What you should do: Could you give the entries again, exactly as written?

━━━━

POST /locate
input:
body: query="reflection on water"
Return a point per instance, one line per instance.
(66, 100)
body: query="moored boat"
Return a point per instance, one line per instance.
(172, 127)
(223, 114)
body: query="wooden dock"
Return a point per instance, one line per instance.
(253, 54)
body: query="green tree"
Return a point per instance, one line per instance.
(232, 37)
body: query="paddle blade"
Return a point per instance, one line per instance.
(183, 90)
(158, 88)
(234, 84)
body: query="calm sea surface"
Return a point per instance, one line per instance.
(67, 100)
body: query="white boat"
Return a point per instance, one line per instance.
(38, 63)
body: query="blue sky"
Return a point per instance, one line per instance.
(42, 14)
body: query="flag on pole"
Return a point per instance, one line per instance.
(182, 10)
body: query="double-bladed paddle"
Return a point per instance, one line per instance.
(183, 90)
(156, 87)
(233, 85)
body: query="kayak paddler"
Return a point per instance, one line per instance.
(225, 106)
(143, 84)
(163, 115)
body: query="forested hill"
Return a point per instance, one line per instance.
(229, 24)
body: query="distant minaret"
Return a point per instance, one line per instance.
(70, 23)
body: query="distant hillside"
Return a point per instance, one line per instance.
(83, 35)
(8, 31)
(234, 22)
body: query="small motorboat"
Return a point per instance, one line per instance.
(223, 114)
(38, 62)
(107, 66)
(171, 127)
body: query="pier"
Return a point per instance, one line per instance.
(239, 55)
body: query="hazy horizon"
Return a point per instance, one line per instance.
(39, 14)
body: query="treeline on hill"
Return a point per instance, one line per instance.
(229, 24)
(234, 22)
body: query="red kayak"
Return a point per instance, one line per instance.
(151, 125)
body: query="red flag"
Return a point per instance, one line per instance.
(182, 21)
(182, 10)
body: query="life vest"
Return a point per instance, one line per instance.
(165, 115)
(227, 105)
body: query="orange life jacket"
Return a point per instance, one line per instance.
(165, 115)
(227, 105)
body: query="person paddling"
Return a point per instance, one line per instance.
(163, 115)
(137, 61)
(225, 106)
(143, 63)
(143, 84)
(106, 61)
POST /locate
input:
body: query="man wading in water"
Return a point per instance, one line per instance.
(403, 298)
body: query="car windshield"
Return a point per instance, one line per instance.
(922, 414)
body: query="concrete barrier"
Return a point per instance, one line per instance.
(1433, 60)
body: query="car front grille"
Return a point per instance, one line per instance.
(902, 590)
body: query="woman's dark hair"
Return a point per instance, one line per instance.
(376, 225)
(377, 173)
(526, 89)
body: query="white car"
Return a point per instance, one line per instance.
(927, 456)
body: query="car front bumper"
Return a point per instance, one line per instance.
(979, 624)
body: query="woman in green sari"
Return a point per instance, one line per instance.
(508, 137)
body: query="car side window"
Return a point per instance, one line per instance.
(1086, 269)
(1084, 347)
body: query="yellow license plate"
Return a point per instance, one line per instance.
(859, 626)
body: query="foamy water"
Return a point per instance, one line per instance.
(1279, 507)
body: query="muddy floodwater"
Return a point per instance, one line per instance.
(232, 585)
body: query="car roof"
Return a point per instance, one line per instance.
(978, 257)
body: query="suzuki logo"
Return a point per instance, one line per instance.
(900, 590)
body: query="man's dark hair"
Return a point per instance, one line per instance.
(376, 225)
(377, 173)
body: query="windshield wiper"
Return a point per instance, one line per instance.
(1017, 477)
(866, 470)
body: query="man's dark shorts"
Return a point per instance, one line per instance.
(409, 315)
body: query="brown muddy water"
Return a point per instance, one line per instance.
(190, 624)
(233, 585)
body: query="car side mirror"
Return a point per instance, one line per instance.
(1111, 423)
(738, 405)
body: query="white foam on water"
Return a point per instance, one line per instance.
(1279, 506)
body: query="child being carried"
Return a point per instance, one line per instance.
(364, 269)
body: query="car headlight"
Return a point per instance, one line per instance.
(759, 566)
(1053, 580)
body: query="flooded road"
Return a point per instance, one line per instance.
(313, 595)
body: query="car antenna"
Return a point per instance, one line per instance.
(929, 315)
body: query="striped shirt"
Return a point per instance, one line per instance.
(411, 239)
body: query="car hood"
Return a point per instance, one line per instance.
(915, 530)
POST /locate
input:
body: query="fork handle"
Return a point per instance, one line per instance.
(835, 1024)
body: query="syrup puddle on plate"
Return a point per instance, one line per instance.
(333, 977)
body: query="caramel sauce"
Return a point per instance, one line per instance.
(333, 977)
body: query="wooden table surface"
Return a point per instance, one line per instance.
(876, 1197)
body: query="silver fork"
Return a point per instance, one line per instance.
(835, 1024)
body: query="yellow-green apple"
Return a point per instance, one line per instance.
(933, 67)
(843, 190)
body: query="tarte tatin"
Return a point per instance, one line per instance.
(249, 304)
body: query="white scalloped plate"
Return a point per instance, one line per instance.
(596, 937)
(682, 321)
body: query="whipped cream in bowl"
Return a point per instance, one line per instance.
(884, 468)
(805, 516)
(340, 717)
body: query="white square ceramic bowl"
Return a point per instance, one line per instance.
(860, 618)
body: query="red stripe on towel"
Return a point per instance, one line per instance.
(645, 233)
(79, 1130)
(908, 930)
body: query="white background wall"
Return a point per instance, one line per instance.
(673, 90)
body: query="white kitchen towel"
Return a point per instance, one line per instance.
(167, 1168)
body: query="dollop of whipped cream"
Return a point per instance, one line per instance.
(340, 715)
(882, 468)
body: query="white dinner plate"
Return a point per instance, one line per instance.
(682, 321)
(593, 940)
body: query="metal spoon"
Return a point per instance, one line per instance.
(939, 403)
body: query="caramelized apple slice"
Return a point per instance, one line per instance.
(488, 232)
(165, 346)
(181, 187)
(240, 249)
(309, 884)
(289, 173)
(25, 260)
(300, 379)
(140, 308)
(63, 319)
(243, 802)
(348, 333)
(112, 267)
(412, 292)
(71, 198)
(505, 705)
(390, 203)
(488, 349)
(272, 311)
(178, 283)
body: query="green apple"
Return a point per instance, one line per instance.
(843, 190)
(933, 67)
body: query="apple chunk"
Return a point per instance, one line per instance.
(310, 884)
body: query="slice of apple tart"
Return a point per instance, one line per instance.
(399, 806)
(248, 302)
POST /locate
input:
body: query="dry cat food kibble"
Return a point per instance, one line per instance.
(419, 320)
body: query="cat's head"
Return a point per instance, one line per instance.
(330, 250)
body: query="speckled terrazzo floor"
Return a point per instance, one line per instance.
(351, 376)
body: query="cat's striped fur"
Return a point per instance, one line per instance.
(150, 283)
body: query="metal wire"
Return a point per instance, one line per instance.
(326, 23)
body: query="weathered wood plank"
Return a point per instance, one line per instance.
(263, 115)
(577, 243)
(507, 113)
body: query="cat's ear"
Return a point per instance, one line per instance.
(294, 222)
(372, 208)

━━━━

Response:
POST /locate
input:
body: query="reflection on water"
Return a point per instance, one line per instance.
(66, 100)
body: query="moored boat"
Return a point per instance, one line per instance.
(172, 127)
(223, 114)
body: query="wooden dock"
Return a point per instance, one line per instance.
(253, 54)
body: query="green tree"
Return a point per instance, one line per instance.
(232, 37)
body: query="paddle blade"
Return a point per instance, one line per instance.
(183, 90)
(158, 88)
(234, 84)
body: query="calm sea surface"
Return a point per instance, one line per instance.
(67, 100)
body: query="white boat"
Return a point per instance, one line per instance.
(38, 63)
body: query="blue sky"
Return a point per instance, one line per instance.
(42, 14)
body: query="flag on pole"
Return a point per instance, one line per instance.
(182, 10)
body: query="double-bladed paddle"
Return a point per instance, one line per instance.
(183, 90)
(156, 87)
(233, 85)
body: query="kayak paddler"
Return a point per instance, one line per instance.
(225, 106)
(143, 84)
(163, 115)
body: query="forested hill"
Return a point per instance, one line per instance.
(229, 24)
body: query="distant minaret"
Return a point per instance, one line per instance.
(70, 23)
body: query="distant hillside"
Return a point per instance, one line per instance.
(83, 35)
(8, 31)
(234, 22)
body: query="small motorboat"
Return a point per instance, one line per instance.
(223, 114)
(38, 62)
(107, 66)
(171, 127)
body: query="pier"
Return a point per instance, one line per instance.
(239, 55)
body: query="hazy horizon"
Return a point per instance, one line per instance.
(39, 14)
body: query="treeline on hill"
Return a point per instance, one line per instance.
(229, 24)
(234, 22)
body: query="red kayak"
Return a point per instance, one line per instance.
(151, 125)
body: query="red flag"
Return a point per instance, one line per instance.
(182, 21)
(182, 10)
body: query="life vest"
Return a point per instance, one line per instance.
(165, 115)
(227, 105)
body: query="orange life jacket"
Return a point per instance, one line per instance.
(165, 115)
(227, 105)
body: query="person paddling"
Return a point per instance, one line per instance.
(163, 115)
(137, 61)
(225, 106)
(143, 63)
(143, 84)
(106, 61)
POST /locate
input:
body: query="man wading in water"
Return a point per instance, one line per instance.
(403, 298)
body: query="car windshield"
Return a point per instance, one line per instance.
(922, 414)
body: query="concrete barrier"
Return a point per instance, one line per instance.
(1433, 60)
body: query="car front grille"
Return a point per instance, one line per instance.
(902, 590)
body: query="woman's dark hair"
Return a point per instance, one line per instance.
(376, 225)
(377, 173)
(526, 89)
body: query="white car"
Return a point per instance, one line per instance.
(927, 456)
body: query="car front bumper"
Return a point per instance, one line per instance.
(979, 624)
body: query="woman in green sari"
Return a point per instance, one line per instance.
(508, 137)
body: query="car side window"
Return a point per instance, one line per instance.
(1086, 269)
(1084, 347)
body: query="yellow license plate"
Return a point per instance, one line per instance.
(859, 626)
body: query="foamy water"
Return a point per instance, one line per instance.
(1279, 507)
body: query="muddy floodwater"
Return a point per instance, one line per instance.
(232, 585)
body: query="car roof"
Return a point per instance, one line per instance.
(978, 257)
body: query="suzuki logo"
Return a point per instance, one line per instance.
(900, 590)
body: query="man's dark hair"
Return a point per instance, one line per instance.
(376, 225)
(377, 173)
body: query="windshield wiper"
Return a point per instance, one line per instance.
(1017, 477)
(866, 470)
body: query="man's dark shorts"
Return a point per instance, one line per instance.
(409, 315)
body: query="brown muddy water"
Return a point per instance, one line per instance.
(190, 624)
(233, 585)
body: query="car side mirror"
Return a point per instance, one line per instance.
(1111, 423)
(738, 405)
body: query="white foam on water"
Return a point per instance, one line per instance.
(1279, 506)
body: query="child being carried"
Return a point per instance, one line per instance.
(364, 269)
body: query="car headlight"
Return a point per instance, one line per instance.
(759, 566)
(1053, 580)
body: query="flooded road"
Return a point per instance, one line per instance.
(313, 595)
body: query="car antenna"
Return a point per instance, one line per instance.
(929, 315)
body: query="striped shirt"
Return a point per instance, one line per instance.
(411, 239)
body: query="car hood"
Return a point per instance, one line per instance.
(915, 530)
POST /locate
input:
body: query="fork handle"
Return a point per instance, one line per instance.
(835, 1024)
body: query="syrup puddle on plate"
Return a point per instance, one line per instance.
(333, 977)
body: query="caramel sauce"
Return a point per instance, one line per instance.
(333, 977)
body: query="wooden table surface"
Return a point per instance, one line per instance.
(876, 1197)
body: query="silver fork"
Return a point per instance, one line per instance.
(835, 1024)
body: query="yellow-green apple"
Return a point per instance, one line per instance.
(933, 67)
(843, 190)
body: query="tarte tatin"
Return a point per instance, one line per instance.
(249, 304)
body: query="white scalloped plate"
Return a point per instance, one line per instance.
(596, 937)
(682, 321)
body: query="whipped cream in bowl"
Return a point per instance, one line per instance.
(884, 468)
(805, 516)
(340, 717)
body: query="white square ceramic bowl"
Return a point per instance, one line per instance.
(860, 618)
body: query="red stripe on towel"
Return a point per instance, one line per instance.
(645, 233)
(79, 1130)
(908, 930)
body: query="white background wall"
Return a point per instance, one line per instance.
(673, 90)
body: query="white kitchen towel"
Return a point per instance, one line per instance.
(167, 1168)
body: query="dollop of whipped cream"
Return a point per instance, one line per instance.
(340, 715)
(882, 468)
body: query="white dinner plate"
Return a point per instance, one line per instance.
(682, 321)
(593, 940)
body: query="metal spoon"
Return a point per instance, one line per instance.
(939, 403)
body: query="caramelized apple slice"
Return a point per instance, one line per instance.
(488, 232)
(165, 346)
(181, 187)
(240, 249)
(309, 884)
(289, 173)
(25, 260)
(300, 379)
(140, 308)
(63, 319)
(243, 802)
(348, 333)
(112, 267)
(412, 292)
(71, 198)
(505, 705)
(390, 203)
(488, 349)
(272, 311)
(178, 283)
body: query="green apple"
Return a point per instance, one line per instance.
(843, 190)
(933, 67)
body: query="apple chunk"
Return a point per instance, one line per instance.
(310, 884)
body: query="slice of apple tart"
Return a point per instance, one line per instance.
(399, 806)
(248, 302)
POST /locate
input:
body: query="dry cat food kibble"
Return a point per instance, one line per instance.
(419, 320)
body: query="cat's head"
Return a point per instance, one line per instance.
(330, 250)
body: query="speckled terrazzo floor"
Return a point per instance, one line per instance.
(351, 376)
body: query="cat's striped fur"
Return a point per instance, one line per instance.
(150, 283)
body: query="metal wire"
Return a point per instance, one line per instance.
(326, 23)
body: query="weathered wood plank"
Return a point per instance, one line per instance.
(263, 115)
(577, 243)
(507, 113)
body: query="cat's ear"
Return a point per instance, one line per instance.
(294, 222)
(372, 208)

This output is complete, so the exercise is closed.